WHAT TO WORK ON. Within the records below is a range that opens at the line with "positive clicks: (784, 589)" and closes at the line with "box: [0, 195, 1000, 666]". Return that range word for word, both ends included, and only that range.

___ DATA TO PROCESS

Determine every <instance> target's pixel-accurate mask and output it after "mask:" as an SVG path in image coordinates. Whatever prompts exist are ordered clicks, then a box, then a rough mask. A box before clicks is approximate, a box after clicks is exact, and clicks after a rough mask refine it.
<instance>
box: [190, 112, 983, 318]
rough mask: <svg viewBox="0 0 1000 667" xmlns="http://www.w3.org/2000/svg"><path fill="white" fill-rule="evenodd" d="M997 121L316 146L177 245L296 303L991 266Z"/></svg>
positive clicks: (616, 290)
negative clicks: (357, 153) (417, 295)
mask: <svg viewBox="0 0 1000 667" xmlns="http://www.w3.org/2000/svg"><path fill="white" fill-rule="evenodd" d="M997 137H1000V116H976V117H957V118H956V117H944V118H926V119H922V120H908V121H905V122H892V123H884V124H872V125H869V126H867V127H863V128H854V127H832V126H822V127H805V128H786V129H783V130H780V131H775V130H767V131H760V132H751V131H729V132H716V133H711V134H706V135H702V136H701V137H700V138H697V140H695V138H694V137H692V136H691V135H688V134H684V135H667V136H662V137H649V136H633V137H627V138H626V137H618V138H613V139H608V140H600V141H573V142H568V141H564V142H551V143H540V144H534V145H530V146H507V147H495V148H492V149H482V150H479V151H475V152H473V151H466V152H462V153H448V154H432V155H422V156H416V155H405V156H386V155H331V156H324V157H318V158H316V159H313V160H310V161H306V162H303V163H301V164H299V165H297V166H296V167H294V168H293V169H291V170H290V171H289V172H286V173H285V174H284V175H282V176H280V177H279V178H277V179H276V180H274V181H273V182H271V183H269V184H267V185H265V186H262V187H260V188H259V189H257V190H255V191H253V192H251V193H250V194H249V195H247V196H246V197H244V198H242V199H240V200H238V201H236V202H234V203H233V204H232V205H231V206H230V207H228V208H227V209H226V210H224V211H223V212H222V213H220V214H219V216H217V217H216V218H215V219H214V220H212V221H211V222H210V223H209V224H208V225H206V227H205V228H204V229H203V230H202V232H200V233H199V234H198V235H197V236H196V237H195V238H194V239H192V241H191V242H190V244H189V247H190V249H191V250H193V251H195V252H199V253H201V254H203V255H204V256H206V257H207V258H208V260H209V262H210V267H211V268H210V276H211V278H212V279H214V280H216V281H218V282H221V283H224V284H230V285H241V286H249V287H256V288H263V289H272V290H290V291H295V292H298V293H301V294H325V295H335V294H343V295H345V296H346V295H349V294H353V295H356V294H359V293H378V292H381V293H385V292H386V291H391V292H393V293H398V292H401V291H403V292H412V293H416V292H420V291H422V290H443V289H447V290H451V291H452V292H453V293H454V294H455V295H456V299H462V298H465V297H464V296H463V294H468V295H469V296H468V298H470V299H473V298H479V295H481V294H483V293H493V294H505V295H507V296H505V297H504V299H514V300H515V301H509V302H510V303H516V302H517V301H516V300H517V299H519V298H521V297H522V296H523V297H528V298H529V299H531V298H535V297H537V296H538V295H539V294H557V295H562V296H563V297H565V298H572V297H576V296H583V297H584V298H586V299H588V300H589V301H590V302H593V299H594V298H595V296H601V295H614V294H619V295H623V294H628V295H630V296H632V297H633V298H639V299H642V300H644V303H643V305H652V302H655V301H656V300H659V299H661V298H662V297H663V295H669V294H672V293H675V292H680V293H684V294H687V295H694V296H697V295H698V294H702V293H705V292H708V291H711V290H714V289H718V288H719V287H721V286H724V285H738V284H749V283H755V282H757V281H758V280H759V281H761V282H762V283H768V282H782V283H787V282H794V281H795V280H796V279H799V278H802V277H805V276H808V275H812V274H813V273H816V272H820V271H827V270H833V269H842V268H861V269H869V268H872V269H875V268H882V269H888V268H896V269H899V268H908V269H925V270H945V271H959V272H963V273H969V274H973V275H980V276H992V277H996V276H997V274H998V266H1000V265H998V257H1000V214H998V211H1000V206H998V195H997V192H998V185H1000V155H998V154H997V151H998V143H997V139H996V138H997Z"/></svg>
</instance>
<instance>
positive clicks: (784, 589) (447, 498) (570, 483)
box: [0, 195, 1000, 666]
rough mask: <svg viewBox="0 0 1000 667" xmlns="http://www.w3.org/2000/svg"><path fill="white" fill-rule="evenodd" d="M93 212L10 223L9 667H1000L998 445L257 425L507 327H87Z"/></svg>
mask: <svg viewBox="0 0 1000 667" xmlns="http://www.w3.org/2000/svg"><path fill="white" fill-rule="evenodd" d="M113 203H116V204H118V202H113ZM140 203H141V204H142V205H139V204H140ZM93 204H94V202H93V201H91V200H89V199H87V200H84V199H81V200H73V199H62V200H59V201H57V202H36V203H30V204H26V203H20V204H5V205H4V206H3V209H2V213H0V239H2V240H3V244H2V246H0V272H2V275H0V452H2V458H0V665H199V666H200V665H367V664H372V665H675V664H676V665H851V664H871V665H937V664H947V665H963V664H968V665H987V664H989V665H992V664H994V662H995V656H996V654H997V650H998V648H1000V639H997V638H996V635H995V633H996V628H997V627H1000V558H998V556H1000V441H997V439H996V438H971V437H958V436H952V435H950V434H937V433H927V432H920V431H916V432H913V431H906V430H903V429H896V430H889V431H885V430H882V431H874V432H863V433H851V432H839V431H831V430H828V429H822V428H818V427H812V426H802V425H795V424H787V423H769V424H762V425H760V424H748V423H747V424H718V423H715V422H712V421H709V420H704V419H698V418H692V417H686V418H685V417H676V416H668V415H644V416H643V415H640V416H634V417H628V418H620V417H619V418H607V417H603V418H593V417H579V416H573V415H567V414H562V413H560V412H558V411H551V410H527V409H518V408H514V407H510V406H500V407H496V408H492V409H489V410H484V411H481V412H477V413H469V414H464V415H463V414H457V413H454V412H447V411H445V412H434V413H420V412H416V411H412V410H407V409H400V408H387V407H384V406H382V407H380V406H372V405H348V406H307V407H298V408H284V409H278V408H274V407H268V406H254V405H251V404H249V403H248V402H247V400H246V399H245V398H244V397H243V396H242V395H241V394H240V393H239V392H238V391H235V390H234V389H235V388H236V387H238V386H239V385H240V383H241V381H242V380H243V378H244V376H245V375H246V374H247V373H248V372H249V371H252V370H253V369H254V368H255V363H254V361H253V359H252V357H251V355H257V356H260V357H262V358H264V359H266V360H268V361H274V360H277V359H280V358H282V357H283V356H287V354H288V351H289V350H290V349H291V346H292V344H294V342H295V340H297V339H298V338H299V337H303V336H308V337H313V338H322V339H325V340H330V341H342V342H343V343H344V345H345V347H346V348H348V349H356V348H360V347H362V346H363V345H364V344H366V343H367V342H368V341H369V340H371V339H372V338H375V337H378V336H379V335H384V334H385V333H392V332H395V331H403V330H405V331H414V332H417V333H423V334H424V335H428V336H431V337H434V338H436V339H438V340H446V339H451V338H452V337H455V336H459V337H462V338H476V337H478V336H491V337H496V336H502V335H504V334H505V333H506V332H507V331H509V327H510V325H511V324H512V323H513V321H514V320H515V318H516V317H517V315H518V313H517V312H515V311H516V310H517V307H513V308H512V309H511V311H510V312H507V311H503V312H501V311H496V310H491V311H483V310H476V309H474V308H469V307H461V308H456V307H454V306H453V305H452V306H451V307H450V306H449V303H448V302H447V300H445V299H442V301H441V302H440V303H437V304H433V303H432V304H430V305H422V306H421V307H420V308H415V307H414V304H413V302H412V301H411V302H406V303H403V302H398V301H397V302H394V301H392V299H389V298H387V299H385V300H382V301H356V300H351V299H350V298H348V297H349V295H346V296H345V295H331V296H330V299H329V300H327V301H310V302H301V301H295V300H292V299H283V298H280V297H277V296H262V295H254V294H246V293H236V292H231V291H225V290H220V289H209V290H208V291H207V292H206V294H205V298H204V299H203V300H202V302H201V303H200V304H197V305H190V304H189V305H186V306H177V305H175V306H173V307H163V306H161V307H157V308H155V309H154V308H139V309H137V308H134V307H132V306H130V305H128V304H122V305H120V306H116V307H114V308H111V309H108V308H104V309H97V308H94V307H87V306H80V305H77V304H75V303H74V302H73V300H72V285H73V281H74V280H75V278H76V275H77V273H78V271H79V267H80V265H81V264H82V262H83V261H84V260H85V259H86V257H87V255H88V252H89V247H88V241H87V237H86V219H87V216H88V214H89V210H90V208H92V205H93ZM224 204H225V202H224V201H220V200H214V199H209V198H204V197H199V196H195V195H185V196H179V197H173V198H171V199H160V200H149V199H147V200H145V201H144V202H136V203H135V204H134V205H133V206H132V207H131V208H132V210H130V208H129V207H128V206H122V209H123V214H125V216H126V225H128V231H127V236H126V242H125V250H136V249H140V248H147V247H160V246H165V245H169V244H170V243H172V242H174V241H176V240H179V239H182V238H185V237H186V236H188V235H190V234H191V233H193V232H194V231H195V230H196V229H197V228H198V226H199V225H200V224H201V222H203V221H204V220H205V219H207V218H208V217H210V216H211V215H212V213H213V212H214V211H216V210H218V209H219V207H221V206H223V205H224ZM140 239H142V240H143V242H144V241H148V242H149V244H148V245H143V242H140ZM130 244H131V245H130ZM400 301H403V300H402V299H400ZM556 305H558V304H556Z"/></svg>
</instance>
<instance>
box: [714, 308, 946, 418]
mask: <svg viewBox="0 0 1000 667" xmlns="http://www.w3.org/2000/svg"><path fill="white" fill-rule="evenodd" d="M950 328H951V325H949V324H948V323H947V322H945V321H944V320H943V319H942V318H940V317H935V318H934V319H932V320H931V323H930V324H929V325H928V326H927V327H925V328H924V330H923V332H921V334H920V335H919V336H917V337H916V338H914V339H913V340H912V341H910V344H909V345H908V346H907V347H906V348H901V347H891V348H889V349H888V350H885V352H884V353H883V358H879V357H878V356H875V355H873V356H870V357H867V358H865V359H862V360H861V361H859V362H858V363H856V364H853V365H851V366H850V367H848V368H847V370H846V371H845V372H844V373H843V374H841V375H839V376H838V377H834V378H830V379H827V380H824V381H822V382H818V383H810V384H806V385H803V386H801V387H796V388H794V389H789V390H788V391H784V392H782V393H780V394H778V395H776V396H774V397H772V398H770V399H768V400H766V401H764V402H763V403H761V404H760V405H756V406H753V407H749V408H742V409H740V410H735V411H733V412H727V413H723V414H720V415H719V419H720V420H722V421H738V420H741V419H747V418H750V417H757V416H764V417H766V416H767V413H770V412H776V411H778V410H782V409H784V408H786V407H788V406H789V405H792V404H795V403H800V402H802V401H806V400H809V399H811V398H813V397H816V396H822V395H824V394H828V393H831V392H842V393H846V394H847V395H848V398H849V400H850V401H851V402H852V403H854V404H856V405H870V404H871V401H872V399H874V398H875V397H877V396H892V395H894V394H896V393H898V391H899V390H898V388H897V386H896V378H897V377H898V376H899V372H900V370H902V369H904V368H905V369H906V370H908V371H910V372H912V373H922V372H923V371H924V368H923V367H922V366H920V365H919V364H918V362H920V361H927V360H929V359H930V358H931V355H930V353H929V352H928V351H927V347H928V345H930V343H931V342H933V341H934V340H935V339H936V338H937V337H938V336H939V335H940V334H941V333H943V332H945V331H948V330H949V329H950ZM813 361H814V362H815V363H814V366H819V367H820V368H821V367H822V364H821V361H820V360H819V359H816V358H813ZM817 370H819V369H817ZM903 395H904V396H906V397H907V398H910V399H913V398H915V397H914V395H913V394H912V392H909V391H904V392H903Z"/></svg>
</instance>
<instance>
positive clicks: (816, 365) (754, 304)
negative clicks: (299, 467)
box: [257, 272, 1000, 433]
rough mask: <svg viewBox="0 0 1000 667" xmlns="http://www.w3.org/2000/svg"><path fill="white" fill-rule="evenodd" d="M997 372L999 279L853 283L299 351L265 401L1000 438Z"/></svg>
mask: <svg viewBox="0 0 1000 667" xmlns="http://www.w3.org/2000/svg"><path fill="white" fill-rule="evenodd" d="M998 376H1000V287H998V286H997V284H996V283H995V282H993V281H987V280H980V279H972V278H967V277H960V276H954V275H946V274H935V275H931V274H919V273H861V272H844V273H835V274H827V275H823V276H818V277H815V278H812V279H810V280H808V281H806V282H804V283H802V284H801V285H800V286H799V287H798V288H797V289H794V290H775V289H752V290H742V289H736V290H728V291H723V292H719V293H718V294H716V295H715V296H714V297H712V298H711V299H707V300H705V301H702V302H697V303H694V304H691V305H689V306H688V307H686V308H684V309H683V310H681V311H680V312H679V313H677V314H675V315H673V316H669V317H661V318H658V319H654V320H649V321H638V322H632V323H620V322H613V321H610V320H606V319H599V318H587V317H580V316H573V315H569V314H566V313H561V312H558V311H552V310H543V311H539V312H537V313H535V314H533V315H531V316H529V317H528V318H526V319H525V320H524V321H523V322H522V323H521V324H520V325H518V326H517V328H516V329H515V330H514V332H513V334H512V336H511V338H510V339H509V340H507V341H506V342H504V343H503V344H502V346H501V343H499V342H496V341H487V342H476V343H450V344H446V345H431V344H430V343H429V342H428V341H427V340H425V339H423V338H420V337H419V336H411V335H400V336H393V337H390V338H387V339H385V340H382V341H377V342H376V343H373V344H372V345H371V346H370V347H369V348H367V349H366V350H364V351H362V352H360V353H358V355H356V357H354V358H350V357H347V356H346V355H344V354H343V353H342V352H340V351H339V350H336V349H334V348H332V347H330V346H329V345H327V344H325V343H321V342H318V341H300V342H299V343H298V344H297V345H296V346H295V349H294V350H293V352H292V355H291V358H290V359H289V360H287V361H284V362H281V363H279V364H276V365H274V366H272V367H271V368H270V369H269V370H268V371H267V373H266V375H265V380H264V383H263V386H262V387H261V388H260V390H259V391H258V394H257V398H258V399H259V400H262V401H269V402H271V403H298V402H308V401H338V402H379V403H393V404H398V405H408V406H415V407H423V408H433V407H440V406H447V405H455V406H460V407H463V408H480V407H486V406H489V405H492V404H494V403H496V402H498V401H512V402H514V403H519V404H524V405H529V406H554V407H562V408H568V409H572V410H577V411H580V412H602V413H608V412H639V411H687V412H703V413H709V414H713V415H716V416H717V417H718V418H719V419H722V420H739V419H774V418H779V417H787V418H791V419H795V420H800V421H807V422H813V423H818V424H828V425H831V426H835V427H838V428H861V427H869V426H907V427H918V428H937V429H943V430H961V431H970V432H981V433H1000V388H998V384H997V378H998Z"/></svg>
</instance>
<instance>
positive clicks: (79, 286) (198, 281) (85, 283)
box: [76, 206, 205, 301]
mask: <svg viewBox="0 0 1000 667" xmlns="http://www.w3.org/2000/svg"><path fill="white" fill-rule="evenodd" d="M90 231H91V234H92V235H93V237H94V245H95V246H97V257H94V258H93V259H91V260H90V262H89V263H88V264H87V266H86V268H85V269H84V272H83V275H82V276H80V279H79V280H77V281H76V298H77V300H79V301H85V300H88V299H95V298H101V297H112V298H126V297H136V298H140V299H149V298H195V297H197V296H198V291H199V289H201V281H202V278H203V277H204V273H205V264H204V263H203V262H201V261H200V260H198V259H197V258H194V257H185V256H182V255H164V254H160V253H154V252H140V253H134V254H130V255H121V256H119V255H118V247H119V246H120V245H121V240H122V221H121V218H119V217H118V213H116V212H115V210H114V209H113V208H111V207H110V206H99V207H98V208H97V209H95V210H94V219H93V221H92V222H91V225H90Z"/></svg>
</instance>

______

RESULT OF THE EXERCISE.
positive clicks: (784, 589) (447, 498) (570, 483)
box: [0, 195, 1000, 666]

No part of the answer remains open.